_Exercise goal_. Below are records; transcribe each one exactly.

_Referring expression pointing data_.
+ + + +
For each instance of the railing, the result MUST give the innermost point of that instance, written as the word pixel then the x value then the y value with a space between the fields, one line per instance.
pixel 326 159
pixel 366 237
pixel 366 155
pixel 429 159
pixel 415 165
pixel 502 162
+ + + +
_Answer space_.
For each instance of the railing, the result MUST give the innermost point of that instance, written as the word pixel then the x value then the y value with a space between the fields, one line per instance.
pixel 326 159
pixel 366 237
pixel 366 155
pixel 429 159
pixel 415 165
pixel 502 162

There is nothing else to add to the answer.